List, in full, every line in the records that contains the word "balcony".

Excerpts from a point labeling dataset:
______________________________
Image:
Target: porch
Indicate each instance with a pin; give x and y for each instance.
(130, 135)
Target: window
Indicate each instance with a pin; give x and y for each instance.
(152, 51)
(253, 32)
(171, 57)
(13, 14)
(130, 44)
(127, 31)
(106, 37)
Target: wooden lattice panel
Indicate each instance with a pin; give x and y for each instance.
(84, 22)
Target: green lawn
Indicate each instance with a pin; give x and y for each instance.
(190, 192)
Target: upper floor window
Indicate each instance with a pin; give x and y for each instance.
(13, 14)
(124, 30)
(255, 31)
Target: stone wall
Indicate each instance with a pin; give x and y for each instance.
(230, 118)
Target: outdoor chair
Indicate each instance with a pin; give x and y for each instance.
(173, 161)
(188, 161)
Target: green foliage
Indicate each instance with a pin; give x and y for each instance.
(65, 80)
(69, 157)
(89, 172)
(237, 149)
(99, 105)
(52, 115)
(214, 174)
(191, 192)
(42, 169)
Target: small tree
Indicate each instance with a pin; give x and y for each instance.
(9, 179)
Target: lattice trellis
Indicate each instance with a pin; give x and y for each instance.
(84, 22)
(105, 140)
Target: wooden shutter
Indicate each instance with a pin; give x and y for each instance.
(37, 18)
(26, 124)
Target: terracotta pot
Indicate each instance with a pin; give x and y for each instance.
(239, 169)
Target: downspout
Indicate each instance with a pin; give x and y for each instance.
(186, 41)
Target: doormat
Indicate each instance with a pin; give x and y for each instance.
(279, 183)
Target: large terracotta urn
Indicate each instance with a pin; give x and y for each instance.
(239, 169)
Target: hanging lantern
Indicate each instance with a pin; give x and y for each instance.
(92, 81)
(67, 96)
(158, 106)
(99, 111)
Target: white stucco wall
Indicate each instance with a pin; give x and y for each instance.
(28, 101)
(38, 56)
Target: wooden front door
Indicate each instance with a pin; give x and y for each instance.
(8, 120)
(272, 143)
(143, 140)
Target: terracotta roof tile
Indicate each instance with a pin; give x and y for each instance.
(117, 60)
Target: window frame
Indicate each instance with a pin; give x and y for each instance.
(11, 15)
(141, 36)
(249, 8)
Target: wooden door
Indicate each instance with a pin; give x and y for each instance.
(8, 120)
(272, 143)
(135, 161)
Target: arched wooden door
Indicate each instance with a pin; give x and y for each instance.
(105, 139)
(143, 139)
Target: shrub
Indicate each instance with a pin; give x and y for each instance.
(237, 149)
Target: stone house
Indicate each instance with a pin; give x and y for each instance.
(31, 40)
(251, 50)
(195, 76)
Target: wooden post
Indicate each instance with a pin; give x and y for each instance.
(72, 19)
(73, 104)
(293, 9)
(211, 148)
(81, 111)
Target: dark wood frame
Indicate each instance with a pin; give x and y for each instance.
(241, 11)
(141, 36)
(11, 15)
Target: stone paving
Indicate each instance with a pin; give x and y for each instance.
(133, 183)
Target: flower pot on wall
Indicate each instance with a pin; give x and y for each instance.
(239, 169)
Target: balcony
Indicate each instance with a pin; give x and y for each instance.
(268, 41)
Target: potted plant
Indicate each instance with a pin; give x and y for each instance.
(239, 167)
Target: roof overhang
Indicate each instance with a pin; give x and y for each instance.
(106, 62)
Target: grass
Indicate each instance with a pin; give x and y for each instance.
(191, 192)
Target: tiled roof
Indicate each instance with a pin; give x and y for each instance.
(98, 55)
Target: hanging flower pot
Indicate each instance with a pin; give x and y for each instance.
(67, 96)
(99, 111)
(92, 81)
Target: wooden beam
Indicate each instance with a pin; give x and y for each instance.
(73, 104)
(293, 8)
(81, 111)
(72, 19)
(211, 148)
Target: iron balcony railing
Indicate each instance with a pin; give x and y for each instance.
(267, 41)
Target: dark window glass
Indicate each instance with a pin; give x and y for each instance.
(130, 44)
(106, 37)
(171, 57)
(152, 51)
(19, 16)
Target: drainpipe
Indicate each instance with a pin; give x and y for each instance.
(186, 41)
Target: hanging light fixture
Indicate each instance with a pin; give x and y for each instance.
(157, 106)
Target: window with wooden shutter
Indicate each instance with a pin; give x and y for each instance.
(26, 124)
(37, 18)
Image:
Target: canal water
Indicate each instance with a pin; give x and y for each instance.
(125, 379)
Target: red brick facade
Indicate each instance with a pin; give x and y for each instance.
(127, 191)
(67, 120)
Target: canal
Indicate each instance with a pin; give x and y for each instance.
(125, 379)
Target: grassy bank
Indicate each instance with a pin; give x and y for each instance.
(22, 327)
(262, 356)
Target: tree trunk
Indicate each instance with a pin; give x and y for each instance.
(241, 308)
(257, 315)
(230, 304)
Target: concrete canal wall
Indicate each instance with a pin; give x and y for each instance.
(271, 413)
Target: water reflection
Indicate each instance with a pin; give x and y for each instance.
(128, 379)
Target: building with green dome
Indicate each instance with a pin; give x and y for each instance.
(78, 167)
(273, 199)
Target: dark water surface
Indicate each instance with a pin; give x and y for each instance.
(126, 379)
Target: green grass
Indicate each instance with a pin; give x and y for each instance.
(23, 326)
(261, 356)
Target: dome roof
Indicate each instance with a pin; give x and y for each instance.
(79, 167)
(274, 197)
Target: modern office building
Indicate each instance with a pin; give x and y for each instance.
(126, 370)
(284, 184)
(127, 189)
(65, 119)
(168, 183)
______________________________
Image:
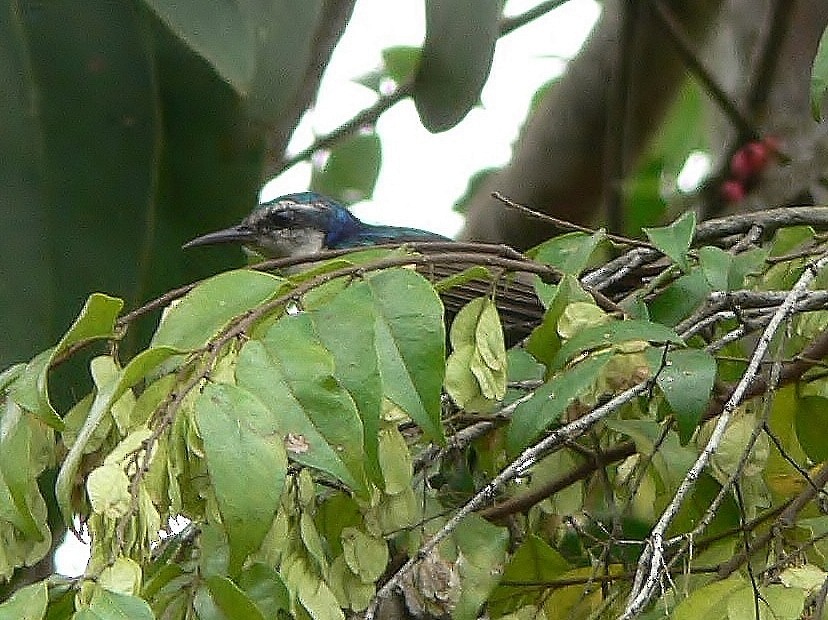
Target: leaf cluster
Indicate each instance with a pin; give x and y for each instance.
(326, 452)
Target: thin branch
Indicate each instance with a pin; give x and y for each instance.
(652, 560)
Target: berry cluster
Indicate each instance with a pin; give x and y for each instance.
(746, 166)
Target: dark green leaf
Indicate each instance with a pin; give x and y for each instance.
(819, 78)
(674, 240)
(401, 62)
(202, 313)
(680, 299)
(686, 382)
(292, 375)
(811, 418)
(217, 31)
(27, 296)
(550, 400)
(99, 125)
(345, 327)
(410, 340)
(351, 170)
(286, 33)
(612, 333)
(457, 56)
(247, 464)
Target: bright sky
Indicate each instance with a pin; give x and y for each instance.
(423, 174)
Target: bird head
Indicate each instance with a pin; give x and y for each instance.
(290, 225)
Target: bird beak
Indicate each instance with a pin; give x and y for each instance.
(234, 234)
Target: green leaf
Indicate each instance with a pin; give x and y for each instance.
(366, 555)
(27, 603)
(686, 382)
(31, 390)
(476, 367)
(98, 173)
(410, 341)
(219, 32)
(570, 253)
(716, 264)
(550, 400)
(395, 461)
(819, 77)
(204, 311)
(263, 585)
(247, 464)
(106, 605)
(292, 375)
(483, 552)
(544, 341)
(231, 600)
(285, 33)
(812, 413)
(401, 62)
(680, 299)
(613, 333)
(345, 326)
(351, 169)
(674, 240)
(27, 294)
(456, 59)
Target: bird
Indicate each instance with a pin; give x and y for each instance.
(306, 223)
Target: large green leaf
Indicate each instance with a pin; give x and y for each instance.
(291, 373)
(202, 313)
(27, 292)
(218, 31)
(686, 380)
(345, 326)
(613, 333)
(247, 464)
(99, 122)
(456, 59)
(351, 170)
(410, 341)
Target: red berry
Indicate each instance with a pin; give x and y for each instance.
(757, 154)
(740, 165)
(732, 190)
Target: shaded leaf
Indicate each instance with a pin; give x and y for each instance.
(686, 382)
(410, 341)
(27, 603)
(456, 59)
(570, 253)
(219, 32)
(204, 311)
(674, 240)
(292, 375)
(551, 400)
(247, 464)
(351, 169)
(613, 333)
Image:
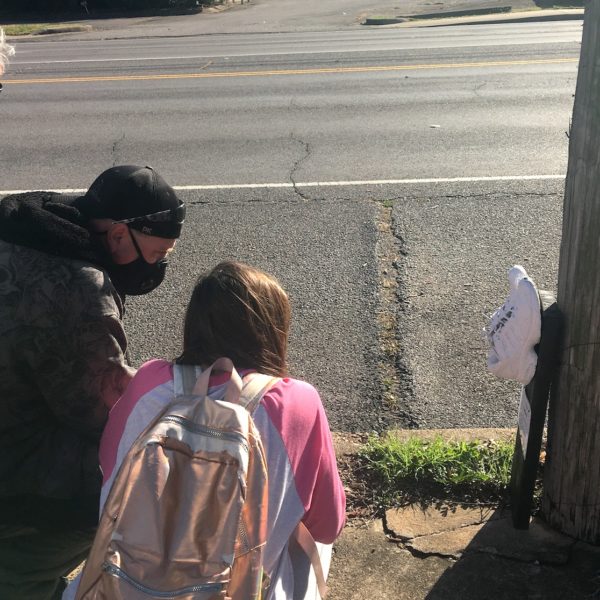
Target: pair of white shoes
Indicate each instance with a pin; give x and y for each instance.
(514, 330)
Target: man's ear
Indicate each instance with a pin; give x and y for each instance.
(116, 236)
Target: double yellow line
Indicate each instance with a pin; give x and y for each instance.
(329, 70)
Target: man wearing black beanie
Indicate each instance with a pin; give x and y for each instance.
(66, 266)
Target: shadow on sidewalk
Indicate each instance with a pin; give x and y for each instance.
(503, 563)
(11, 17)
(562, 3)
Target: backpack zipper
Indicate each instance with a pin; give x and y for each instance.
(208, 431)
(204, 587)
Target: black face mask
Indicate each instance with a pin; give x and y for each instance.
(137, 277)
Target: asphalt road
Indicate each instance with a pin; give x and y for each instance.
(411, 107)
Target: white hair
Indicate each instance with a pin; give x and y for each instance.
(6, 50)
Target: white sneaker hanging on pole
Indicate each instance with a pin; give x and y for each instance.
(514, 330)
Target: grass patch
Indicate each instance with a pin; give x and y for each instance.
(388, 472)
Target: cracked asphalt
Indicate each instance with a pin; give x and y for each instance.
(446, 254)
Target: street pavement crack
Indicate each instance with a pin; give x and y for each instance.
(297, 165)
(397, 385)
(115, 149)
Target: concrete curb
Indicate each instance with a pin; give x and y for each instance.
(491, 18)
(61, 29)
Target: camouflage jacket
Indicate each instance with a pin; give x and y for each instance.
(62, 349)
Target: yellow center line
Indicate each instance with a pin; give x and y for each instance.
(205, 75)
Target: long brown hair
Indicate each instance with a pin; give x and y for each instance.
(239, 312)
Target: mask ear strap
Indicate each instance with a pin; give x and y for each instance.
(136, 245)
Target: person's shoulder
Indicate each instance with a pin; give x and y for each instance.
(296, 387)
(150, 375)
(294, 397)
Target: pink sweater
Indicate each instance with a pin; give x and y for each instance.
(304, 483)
______________________________
* _Right answer_
Target: balcony
Target: iron balcony railing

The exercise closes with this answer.